(Job) Below are some entries. Output each one exactly as it appears.

==== Extracted information ====

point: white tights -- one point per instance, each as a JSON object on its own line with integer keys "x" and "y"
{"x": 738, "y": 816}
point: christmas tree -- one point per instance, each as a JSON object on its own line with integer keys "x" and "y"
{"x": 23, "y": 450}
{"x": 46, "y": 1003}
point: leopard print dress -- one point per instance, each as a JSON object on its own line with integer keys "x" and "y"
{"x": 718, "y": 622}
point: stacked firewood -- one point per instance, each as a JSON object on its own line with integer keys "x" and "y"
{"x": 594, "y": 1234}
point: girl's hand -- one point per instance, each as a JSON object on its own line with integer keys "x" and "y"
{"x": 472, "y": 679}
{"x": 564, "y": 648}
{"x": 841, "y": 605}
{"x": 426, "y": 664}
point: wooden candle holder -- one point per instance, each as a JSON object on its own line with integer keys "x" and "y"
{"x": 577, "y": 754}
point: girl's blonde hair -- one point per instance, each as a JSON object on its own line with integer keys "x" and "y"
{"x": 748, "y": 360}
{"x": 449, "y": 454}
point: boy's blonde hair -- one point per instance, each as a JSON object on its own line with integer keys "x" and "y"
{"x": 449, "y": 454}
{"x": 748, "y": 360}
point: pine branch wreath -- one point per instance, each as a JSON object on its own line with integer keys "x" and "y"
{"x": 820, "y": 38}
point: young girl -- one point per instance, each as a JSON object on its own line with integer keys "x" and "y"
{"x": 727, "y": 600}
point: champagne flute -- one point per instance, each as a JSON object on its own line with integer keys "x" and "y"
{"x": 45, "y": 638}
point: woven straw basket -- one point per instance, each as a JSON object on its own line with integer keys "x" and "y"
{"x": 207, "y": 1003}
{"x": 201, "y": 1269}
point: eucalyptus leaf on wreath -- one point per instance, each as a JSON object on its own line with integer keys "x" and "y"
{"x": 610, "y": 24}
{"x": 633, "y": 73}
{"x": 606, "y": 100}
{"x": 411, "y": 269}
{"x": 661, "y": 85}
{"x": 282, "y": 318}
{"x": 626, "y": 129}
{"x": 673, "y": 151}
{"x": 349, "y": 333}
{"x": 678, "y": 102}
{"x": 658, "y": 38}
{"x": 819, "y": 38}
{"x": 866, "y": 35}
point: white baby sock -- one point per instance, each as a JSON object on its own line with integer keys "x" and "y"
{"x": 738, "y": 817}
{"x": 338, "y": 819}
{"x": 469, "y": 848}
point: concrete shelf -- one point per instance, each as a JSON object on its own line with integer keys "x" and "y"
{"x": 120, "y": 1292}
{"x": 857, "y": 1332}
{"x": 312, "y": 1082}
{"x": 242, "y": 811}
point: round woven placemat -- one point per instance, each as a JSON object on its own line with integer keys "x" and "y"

====

(Answer for the task)
point: white tights -- one point per instance, each as a JSON object on its own line with integer keys "x" and "y"
{"x": 738, "y": 816}
point: christmas tree -- one point per instance, each as a JSON object on its own line with integer keys "x" and "y"
{"x": 23, "y": 450}
{"x": 46, "y": 1003}
point: leopard print dress -- one point per instance, each as a JSON object on its own line with integer keys "x" and "y"
{"x": 718, "y": 622}
point: stacked firewood -- one point per instance, each as a JSON object on its own line with integer keys "x" and "y"
{"x": 594, "y": 1234}
point: girl's hand -- one point per instance, each as a JSON object on its own line with integer keys "x" and "y"
{"x": 472, "y": 679}
{"x": 564, "y": 648}
{"x": 841, "y": 605}
{"x": 426, "y": 664}
point: wooden candle holder -- one point per instance, each as a JSON object on its own line with integer keys "x" and "y"
{"x": 577, "y": 754}
point: girl's blonde hair -- one point per instance, each as a JSON object on its own line with integer keys "x" and "y"
{"x": 748, "y": 360}
{"x": 449, "y": 454}
point: boy's blonde hair -- one point per instance, each as a JSON object on its own line with integer keys "x" and "y"
{"x": 449, "y": 454}
{"x": 748, "y": 360}
point: pine branch wreath -- one point per instance, each as a JSON object on its own line with integer keys "x" and "y"
{"x": 820, "y": 38}
point: young girl -- one point per instance, each as a JSON object on its own line with integer keys "x" and "y"
{"x": 727, "y": 600}
point: champagne flute -- one point per instance, each as a JSON object on its own line with integer keys "x" and "y"
{"x": 45, "y": 638}
point: woven straw basket -- one point per instance, each as a JSON object on its own line with integer keys "x" and "y"
{"x": 207, "y": 1003}
{"x": 201, "y": 1269}
point: eucalyptus leaf on wreath -- one point per instance, each as a JSON object on its own line with integer keys "x" and "y"
{"x": 610, "y": 24}
{"x": 633, "y": 73}
{"x": 606, "y": 100}
{"x": 411, "y": 269}
{"x": 661, "y": 85}
{"x": 282, "y": 318}
{"x": 626, "y": 129}
{"x": 673, "y": 151}
{"x": 349, "y": 333}
{"x": 678, "y": 102}
{"x": 658, "y": 38}
{"x": 819, "y": 38}
{"x": 866, "y": 35}
point: white baby sock -- one point per instance, each as a JSON object on its own line with integer keys "x" and "y"
{"x": 738, "y": 817}
{"x": 338, "y": 819}
{"x": 469, "y": 848}
point: concrete shelf -- one point per instance, each as a JSON object on its own line with integer keys "x" and "y"
{"x": 120, "y": 1292}
{"x": 857, "y": 1332}
{"x": 312, "y": 1082}
{"x": 242, "y": 811}
point: round woven placemat -- one point per instance, each as a JSON object on its own line with integer keys "x" and "y"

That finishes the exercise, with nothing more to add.